-- START Excerpted text --
Quick Answer
As of April 27, 2026, the FDIC insures deposits up to $250,000 per depositor, per institution. Since 2024, six FDIC-insured banks have failed in the U.S., prompting renewed concern about deposit safety. Spreading funds across multiple insured accounts remains the most reliable protection strategy.
The letters “FDIC” often bring reassurance that your money is safe even if a bank collapses. The Federal Deposit Insurance Corporation (FDIC) guarantees deposits up to $250,000 per account. However, with six FDIC-insured banks failing over the last two years, many people are now on edge, wondering if their bank might be next. The best way to confront this anxiety is by equipping yourself with knowledge and creating a solid plan to safeguard your funds.
Key Takeaways
- The FDIC insures deposits up to $250,000 per depositor, per insured bank, per ownership category.
- Joint accounts receive up to $500,000 in FDIC coverage, effectively doubling protection for couples at a single institution.
- Products such as stocks, bonds, mutual funds, annuities, and cryptocurrency are not covered by FDIC insurance.
- The Financial Stability Board (FSB) designated eight U.S. banks as “too big to fail” in its most recent report.
- When a bank fails, the FDIC typically transfers insured deposits to a new institution within a few business days.
- Balances exceeding the $250,000 limit are not guaranteed and may take years to recover, if at all.
What Happens When a Bank Collapses?
A bank collapses when it can no longer meet its financial obligations, including paying its debts and creditors. This can be due to years of accumulating bad debt or being overwhelmed by a sudden surge in customer withdrawals and loan requests. When a collapse occurs, government regulators step in to take control of the bank’s finances, with the goal of paying off as much outstanding debt as possible. For instance, your loan or mortgage may be sold to another lender, and you’ll continue making payments to them under the same terms. Unfortunately, customers’ access to their accounts is typically frozen until the situation stabilizes. The FDIC then works to secure the funds in customer accounts.
When a bank fails, the FDIC acts as the receiver and moves quickly to protect insured depositors — in most cases, customers regain access to their funds by the next business day. The real risk lies in uninsured balances and non-deposit investment products, which have no federal safety net,
says Dr. Karen Hollis, Ph.D., Professor of Banking and Financial Regulation at Georgetown University’s McDonough School of Business.
Accessing Your Money After a Bank Collapse
Rushing to your local branch or bombarding call centers won’t help you access your money during a bank failure. In fact, the bank is likely to restrict access to your funds. Media reports can amplify fears and prompt people to act impulsively, which usually makes matters worse. However, it’s important to remember that the FDIC and government regulators are handling the situation to protect your money.
In most cases, your checking, savings, retirement, and CD accounts will be transferred to another bank. Once this happens, you’ll receive an account with the new bank, and nothing will change except the institution’s name. The new bank will notify you about your account and provide answers regarding direct deposits, processed checks, automatic payments, and other transactions. In rare instances, the FDIC may send you a check for your account balance within a few days.
What Isn’t Covered After a Bank Collapse?
-- END Excerpted text --
-- START Record extracts --
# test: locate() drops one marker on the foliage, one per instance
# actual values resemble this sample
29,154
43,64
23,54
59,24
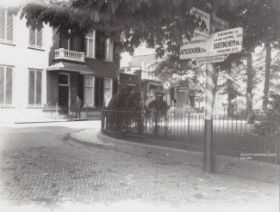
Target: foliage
124,100
159,106
270,123
124,110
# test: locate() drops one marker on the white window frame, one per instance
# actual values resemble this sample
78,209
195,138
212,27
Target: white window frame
5,40
5,85
111,87
91,36
109,50
93,90
36,46
35,82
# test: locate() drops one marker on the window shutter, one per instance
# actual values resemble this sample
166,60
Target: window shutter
2,84
96,91
115,86
32,37
40,37
101,91
2,23
9,85
10,24
111,51
31,87
38,87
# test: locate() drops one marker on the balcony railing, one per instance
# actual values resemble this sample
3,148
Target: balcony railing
69,55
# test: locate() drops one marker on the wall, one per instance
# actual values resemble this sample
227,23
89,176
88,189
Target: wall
22,57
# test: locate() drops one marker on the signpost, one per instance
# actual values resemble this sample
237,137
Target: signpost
227,41
203,20
211,48
198,47
219,43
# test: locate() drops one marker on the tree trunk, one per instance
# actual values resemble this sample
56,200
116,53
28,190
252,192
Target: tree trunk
267,75
249,94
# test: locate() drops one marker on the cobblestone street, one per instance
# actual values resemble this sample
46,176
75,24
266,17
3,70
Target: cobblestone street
40,166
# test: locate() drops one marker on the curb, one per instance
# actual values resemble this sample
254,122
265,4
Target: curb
225,165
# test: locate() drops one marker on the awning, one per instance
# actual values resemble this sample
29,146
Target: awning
73,67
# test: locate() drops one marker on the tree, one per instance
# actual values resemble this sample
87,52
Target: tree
260,21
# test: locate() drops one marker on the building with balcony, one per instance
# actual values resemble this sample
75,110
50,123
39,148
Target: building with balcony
43,71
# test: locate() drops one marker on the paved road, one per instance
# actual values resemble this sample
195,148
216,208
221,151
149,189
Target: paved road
41,167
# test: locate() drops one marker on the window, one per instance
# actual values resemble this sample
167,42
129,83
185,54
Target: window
6,26
108,91
35,38
100,45
6,85
90,44
35,87
88,91
109,50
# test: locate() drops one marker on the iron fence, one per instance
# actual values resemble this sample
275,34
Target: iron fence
231,136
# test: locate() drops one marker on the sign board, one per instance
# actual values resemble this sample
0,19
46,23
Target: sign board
166,85
198,47
214,59
220,43
203,20
227,42
219,24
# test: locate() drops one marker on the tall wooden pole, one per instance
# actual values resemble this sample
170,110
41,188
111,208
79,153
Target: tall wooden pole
209,107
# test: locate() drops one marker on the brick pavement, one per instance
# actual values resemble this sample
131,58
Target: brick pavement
40,166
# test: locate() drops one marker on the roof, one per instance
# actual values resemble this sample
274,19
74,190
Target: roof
93,67
137,61
102,68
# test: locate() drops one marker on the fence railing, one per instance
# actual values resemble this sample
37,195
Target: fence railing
231,137
69,55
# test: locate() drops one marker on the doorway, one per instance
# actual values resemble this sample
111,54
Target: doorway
64,92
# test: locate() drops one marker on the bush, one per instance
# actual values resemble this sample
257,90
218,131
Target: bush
159,106
269,123
124,110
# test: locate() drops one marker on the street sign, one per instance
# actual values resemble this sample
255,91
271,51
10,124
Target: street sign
214,59
227,41
219,43
203,20
166,85
218,24
198,47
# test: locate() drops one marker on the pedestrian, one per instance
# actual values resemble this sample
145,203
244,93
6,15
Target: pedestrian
78,105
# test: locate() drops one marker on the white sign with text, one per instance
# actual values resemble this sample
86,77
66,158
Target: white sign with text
219,43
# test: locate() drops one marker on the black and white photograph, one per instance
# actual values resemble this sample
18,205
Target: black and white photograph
140,105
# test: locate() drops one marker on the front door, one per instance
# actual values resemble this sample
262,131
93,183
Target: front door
64,92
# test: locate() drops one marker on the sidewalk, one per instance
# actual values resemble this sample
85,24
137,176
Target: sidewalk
93,137
223,165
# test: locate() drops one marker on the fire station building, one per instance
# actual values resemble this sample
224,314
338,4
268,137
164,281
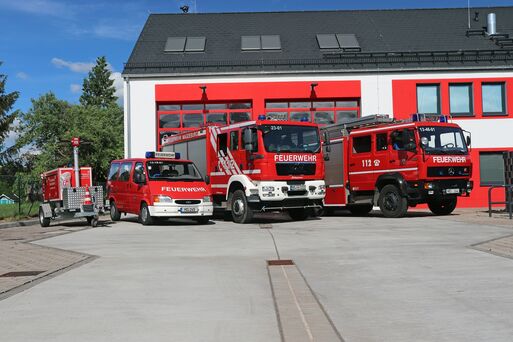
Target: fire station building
190,70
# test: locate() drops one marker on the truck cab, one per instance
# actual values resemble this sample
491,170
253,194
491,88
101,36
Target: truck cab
397,165
159,186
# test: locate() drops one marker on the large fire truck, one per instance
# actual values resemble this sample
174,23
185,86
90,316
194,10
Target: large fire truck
258,166
376,160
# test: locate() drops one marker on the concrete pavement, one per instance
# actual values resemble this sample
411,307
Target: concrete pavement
411,279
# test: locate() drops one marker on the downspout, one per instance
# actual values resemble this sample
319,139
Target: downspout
128,120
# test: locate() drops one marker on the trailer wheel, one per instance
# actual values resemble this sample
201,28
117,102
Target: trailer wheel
144,215
299,214
359,209
115,215
444,206
241,212
43,221
391,203
92,221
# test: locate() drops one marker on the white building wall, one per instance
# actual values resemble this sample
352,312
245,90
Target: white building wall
376,98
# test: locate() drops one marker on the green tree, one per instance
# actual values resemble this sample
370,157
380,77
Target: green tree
98,87
7,101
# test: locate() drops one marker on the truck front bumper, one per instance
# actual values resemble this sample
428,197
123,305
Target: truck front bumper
423,191
179,210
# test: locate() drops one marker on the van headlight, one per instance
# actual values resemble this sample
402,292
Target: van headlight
162,199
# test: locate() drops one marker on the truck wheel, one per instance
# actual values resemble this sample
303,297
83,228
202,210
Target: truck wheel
360,209
43,221
298,214
144,215
444,206
202,219
115,215
241,212
391,203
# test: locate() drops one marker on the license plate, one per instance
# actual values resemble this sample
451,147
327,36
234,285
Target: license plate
452,191
297,187
188,210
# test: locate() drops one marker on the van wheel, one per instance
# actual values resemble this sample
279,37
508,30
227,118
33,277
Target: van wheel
241,212
144,215
391,203
298,214
443,206
115,215
359,209
43,221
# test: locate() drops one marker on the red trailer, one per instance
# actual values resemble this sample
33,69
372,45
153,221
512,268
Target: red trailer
68,193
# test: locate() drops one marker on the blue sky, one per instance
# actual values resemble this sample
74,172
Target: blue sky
49,45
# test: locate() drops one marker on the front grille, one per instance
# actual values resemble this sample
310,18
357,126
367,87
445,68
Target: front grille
449,171
285,169
296,193
190,202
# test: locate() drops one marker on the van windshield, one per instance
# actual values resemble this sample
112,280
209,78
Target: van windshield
288,138
442,140
172,171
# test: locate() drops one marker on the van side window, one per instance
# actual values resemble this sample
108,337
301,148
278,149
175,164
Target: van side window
124,173
234,140
222,142
139,169
113,172
381,142
362,144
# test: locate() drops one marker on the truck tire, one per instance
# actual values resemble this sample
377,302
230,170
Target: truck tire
145,216
115,215
298,214
443,206
241,212
391,203
43,221
360,209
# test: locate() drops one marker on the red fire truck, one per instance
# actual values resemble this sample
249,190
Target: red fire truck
396,164
258,166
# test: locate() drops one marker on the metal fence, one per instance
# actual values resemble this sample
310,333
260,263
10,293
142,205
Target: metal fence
20,196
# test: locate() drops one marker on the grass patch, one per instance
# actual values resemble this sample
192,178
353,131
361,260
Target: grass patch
11,211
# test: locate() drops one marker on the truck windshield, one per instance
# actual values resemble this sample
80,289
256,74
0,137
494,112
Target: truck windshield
442,140
172,171
286,138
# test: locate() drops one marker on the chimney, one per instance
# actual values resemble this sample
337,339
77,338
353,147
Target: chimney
-- END Record extracts --
Pick up the article on FDIC deposit insurance after its final heading and continue writing it.

Answer to this exercise
Not all financial investments are insured by the FDIC. Products like stocks, bonds, life insurance, mutual funds, safe deposit box contents, annuities, cryptocurrency, treasury bills, and municipal securities are not protected and could be lost. In some cases, loans or mortgages may disappear if no creditor is willing to take them on, requiring affected borrowers to renegotiate terms with a new lender.
Another area of potential loss involves deposits exceeding the $250,000 FDIC insurance limit. For example, if you have $400,000 in an account, the FDIC will only cover up to $250,000, leaving the remaining $150,000 unsecured. The FDIC will attempt to recover this difference, but it could take years, and there’s no guarantee you’ll get the full amount back.
| Account / Asset Type | FDIC Insured? | Coverage Limit | Notes |
|---|---|---|---|
| Checking Account | Yes | $250,000 per depositor | Includes demand deposit accounts |
| Savings Account | Yes | $250,000 per depositor | Includes high-yield savings |
| Certificate of Deposit (CD) | Yes | $250,000 per depositor | Covered regardless of CD term |
| Joint Account | Yes | $500,000 per joint account | Each co-owner’s share insured separately |
| IRA / Retirement Account | Yes | $250,000 per depositor | Applies to deposit-based IRAs only |
| Stocks & Bonds | No | $0 | May be covered by SIPC up to $500,000 |
| Mutual Funds | No | $0 | Not a deposit product |
| Cryptocurrency | No | $0 | No federal deposit insurance applies |
| Annuities | No | $0 | Insurance products, not deposits |
| Safe Deposit Box Contents | No | $0 | FDIC does not cover physical property |
How to Protect Your Money From a Bank Collapse
The Financial Stability Board (FSB) has designated certain large banks as “too big to fail” due to their importance to the global economy. The latest report from 2023 lists the following U.S. banks in this category:
- JP Morgan Chase
- Bank of America
- Citigroup/Citi Bank
- Goldman Sachs
- Morgan Stanley
- Bank of New York Mellon
- Santander Bank
- Wells Fargo
These banks are subject to restrictions on lending and required to maintain higher levels of cash reserves. While this offers some peace of mind, it doesn’t guarantee immunity from collapse. Therefore, it’s important to take additional steps to protect your money.
Diversification isn’t just an investment strategy — it’s a deposit strategy too. Keeping balances under the FDIC threshold across multiple institutions is the single most actionable step an everyday consumer can take to bulletproof their savings against a bank failure,
says Marcus J. Ellison, CFP, CFA, Senior Financial Advisor at Vanguard Personal Advisor Services.
Steps to Safeguard Your Funds
Research FDIC-insured banks: Look into local, regional, and national banks, as well as digital banks and NCUA-insured credit unions. Evaluate the pros and cons of each and choose the one that best fits your needs.
Prioritize FDIC-insured digital banks: Verify that the digital bank you’re considering is partnered with an FDIC-insured institution. The FDIC’s BankFind tool can help you confirm whether a bank is FDIC-insured.
Diversify your deposits: Spread your money across multiple FDIC-insured banks or NCUA-insured credit unions. Ensure that no single account exceeds the $250,000 insurance limit.
Make sure your investments are insured: While FDIC insurance covers certain accounts like checking, savings, and CDs, it doesn’t extend to stocks, bonds, or life insurance. Ensure these types of investments are either FDIC-insured or held in FDIC-insured accounts where possible.
Take advantage of joint accounts: The FDIC insures up to $500,000 for joint accounts, allowing couples to protect up to $1 million across multiple accounts at a single institution.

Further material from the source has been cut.